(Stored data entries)
────────────────

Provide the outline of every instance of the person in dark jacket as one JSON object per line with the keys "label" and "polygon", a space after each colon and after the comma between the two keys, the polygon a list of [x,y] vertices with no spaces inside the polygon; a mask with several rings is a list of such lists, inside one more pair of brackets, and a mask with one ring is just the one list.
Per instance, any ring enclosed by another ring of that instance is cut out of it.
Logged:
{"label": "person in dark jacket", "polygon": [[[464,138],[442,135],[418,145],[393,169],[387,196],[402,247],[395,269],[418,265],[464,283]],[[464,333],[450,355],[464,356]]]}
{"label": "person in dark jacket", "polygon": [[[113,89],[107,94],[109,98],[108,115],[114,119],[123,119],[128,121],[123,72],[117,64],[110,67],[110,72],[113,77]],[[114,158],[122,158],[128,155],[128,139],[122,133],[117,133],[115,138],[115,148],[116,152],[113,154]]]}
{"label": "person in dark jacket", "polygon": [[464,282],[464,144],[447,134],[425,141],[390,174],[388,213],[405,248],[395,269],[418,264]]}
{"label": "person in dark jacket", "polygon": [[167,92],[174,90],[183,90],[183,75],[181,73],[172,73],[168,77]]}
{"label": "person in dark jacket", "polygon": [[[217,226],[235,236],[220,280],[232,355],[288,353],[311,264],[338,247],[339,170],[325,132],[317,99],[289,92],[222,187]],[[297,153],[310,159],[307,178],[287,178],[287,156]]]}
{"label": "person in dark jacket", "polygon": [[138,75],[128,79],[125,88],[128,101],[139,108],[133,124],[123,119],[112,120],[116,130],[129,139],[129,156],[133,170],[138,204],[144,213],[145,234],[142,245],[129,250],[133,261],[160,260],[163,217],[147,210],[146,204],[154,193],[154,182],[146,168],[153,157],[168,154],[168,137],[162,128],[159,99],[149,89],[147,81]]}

────────────────

Required work: Beginning with the line that contains "Per instance, any", repeat every line through the end of the records and nothing more.

Result of this task:
Per instance, any ring enclosed by another ring of that instance is cut out of it.
Logged:
{"label": "person in dark jacket", "polygon": [[[464,138],[442,135],[418,145],[393,169],[387,196],[402,247],[395,269],[418,265],[464,283]],[[464,333],[450,355],[464,356]]]}
{"label": "person in dark jacket", "polygon": [[[113,89],[107,94],[109,98],[108,115],[114,119],[123,119],[128,121],[123,72],[117,64],[110,67],[110,72],[113,77]],[[114,158],[122,158],[128,155],[128,139],[122,133],[117,133],[115,138],[115,148],[116,152],[113,154]]]}
{"label": "person in dark jacket", "polygon": [[464,282],[464,144],[447,134],[425,141],[390,174],[388,213],[405,248],[395,269],[418,264]]}
{"label": "person in dark jacket", "polygon": [[167,92],[174,90],[183,90],[183,75],[181,73],[172,73],[168,77]]}
{"label": "person in dark jacket", "polygon": [[[217,226],[235,236],[220,280],[232,355],[288,353],[311,264],[338,247],[339,170],[325,132],[317,99],[289,92],[222,187]],[[297,153],[310,159],[307,178],[287,178],[287,156]]]}
{"label": "person in dark jacket", "polygon": [[138,75],[128,79],[125,88],[128,101],[139,108],[133,124],[123,119],[112,120],[116,130],[129,139],[129,156],[133,170],[138,204],[144,213],[145,234],[142,245],[129,250],[133,261],[160,260],[163,217],[147,210],[146,204],[154,193],[154,182],[146,168],[153,157],[168,154],[168,137],[162,128],[159,99],[149,89],[147,81]]}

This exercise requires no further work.